-- What the task asks --
When you transcribe the listing that follows, keep every line exact and skip any picture.
----
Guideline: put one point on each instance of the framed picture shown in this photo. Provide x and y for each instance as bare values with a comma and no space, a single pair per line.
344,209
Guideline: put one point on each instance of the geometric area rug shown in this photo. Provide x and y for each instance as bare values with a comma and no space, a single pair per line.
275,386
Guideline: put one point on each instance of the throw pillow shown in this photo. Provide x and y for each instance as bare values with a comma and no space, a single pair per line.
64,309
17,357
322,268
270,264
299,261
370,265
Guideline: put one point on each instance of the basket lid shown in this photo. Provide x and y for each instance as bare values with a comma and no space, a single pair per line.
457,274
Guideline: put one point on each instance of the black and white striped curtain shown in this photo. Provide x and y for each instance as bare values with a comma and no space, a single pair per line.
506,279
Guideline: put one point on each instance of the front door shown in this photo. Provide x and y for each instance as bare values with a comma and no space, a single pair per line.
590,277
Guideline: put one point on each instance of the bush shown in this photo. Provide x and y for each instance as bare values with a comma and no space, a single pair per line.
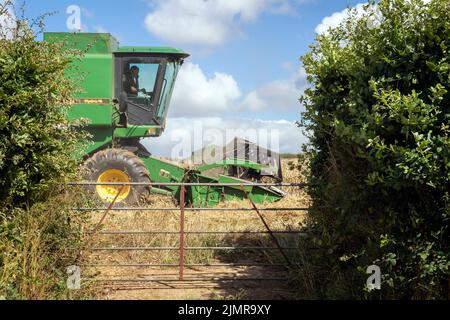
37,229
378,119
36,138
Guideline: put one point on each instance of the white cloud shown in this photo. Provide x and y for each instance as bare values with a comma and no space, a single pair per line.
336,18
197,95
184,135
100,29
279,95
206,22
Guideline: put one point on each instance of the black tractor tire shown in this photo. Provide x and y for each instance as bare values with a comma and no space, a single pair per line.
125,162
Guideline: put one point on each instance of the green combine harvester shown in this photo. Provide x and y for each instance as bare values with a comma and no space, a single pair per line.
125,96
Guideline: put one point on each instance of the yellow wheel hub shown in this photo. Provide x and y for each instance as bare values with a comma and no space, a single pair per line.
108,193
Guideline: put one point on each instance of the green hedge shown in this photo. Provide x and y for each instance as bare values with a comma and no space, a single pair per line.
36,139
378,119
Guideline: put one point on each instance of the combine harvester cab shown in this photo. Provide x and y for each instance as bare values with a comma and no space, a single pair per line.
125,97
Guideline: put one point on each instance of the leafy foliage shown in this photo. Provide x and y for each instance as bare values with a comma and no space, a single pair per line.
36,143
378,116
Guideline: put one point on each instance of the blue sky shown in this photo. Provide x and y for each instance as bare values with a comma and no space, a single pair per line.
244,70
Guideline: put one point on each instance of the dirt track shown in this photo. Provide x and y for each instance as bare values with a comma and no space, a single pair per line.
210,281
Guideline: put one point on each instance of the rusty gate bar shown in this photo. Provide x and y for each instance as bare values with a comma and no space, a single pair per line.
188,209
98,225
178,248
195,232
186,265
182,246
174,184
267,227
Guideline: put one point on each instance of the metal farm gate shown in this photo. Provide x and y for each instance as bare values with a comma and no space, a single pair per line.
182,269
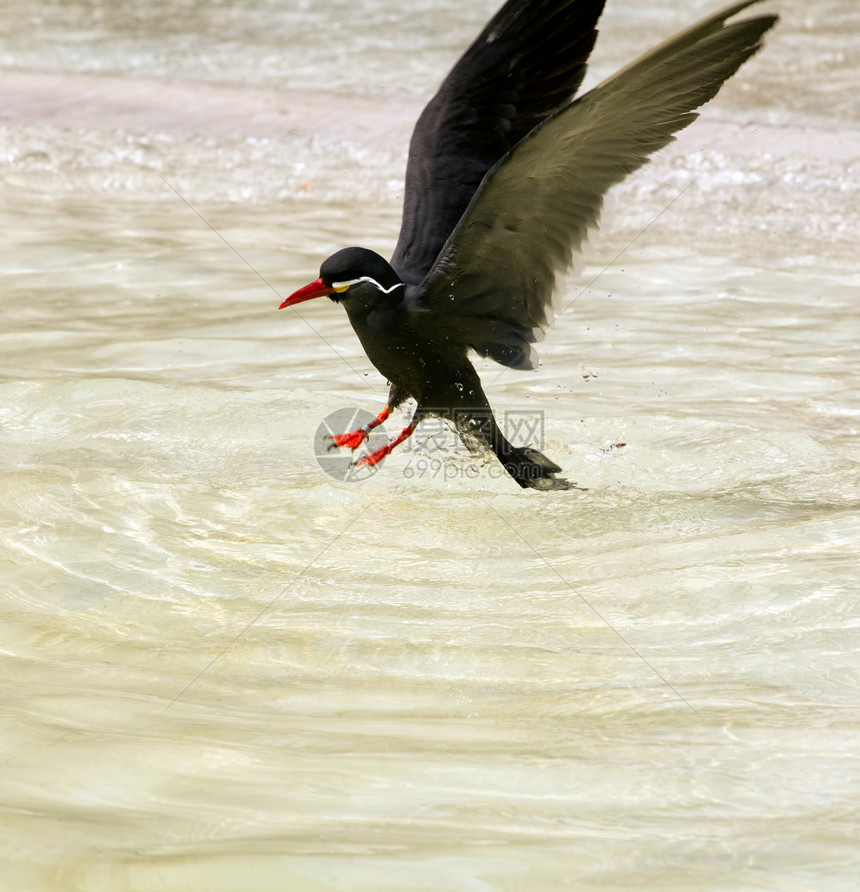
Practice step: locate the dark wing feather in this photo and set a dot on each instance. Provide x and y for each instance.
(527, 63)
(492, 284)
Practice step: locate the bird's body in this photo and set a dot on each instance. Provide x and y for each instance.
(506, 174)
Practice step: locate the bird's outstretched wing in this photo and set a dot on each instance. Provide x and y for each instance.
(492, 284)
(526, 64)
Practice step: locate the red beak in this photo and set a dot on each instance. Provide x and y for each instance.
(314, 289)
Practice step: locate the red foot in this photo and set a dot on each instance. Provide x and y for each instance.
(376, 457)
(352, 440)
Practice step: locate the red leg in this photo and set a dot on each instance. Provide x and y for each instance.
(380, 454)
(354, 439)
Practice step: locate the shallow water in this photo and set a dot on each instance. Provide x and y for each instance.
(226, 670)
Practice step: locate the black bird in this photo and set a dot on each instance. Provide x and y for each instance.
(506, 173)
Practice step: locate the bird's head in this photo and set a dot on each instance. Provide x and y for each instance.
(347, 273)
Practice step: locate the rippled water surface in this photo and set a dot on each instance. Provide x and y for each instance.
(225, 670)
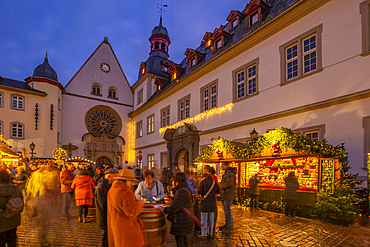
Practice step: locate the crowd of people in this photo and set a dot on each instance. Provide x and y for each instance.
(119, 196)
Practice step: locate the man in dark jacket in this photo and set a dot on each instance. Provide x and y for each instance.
----
-- Result of this exercise --
Guideline: put one point on each instance of the framed picture shown in this photo. Provide x and y for each instance as bare values with a comma and no space, a single pair per line.
344,209
Guideline: put one point on each instance of the geometric area rug shown in this photo. Provide x and y for each instance as bare values with a comma and no space, a single pair per line.
275,386
Guideline: put one point on each instance of the throw pillow shown in this photo. Provide x and y for each instance as bare values with a comma and no space, a single pair per line.
64,309
17,357
322,268
270,264
299,261
370,265
Guideline: put one point on each instance of the basket lid shown in this photo. Provide x and y for each instance as bare values with a comma and no space, a single pair per line.
457,274
Guideline: put one point on each instance of the black and white striped curtain shown in this photo. Provide x and y for each instance as bare values with a comma and no space, a single pair per line.
506,279
Guideline: put one point on each instance of the front door shown in this photo. Provide x and y for each instance as bare values with a comma and no space, a single pair per line.
590,277
Guideline: put one point on each instance of the bush shown in this photo. Provide x and y for each instance as bare values with a comma and no space, a single pair per line.
37,229
378,119
36,138
Guideline: put one point on each instance of the white cloud shown in this photo. Provide x and y for each instance as bare values with a comma and no space, a single pair per line.
336,18
197,95
184,135
100,29
279,95
206,22
Guideline: put one point on each instance of the black tractor tire shown in this photo. Provide x and y for each instance as bare values with a comma and no space, a single pair per line.
125,162
Guideline: put one point on each instance of the green combine harvester shown in this photo. Provide x and y for each instance as bare values with a comma and no space, a single pair per line.
125,96
Guideline: put one point on each instance of the yellow wheel hub shown in this photo. Provide x and y for each instance as bare values with a comma and no space, a single pair per line.
108,193
Guideline: put one point on each instance of the green hedge shown in this photo. Provide x and y for each instance as bare values with a comma and no space, a single pair per line.
36,139
378,119
Guideline: put one point on each instance of the combine harvester cab shown in this photo. Provide x and y for each instance as bare values with a comma and no space, a single pair per line.
125,97
Guideline: put one point on each instance of the leafy foliage shown in this photo. Provide x and y for each instance as bare values with a comma and no space, a single pair per line.
36,143
378,116
Guideline: put one point on each instance of the blue sky shown in this photo. Provide x and y for each instance as bare values with a comma and no space, a single pair per line.
244,70
Guideline: put one point on each instance of the dirt track shown in this photo. Provide x and y for each instance as bare values with a comma and no space, a single pair per line.
210,281
Guideline: put one point on each instance of the rusty gate bar shown in this photo. Provide x and y for each instance as bare values with a comma and no space, a single pair per line.
188,209
98,225
178,248
195,232
186,265
182,246
174,184
267,227
Guideline: put one point on each instance of the metal farm gate shown in this photo. Provide x and y for each instance as bare values with a comma and no space, a single pair per line.
182,269
Practice step: locate the dark wing feather in this photo and set a dot on each instance. Provide x and y for each instance.
(527, 63)
(492, 284)
Practice step: locate the bird's body in this photo and set a dot on each instance. Provide x and y for each instance.
(506, 174)
Practice step: locate the bird's outstretched wing in this photo and set a dot on each instance. Provide x and y for each instance.
(492, 284)
(526, 64)
Practice step: locate the red beak in this photo and set a dot on each instance. Provide x and y for each instance.
(314, 289)
Practice step: locate the red foot in this photo and set a dot on each instance. Provide x and y for each instance.
(376, 457)
(352, 440)
Practice step: locate the red leg in this photo and set a dot on each instance. Provide x and y for each instance.
(380, 454)
(354, 439)
Practice step: locate the shallow water in this photo and set a dot on each instance. Provide x and y for each instance.
(226, 670)
Practice step: locate the black bird in this photo and set a dot on each instance. Provide x and y for each instance.
(506, 173)
Practice step: locate the bird's head in this photo and set a dot on each instance. Provide x and y for each instance.
(347, 273)
Practice step: locate the rippled water surface in this photo and set a dot on each instance. Provide x and y for each instance.
(225, 670)
Practice step: locate the crowd of people in this photo and set a dot on each instance. Provide x and y for each instance.
(119, 196)
Practice step: locate the man in dark jacket in this photo and set a dot on each instance. Provide x and y for each instance.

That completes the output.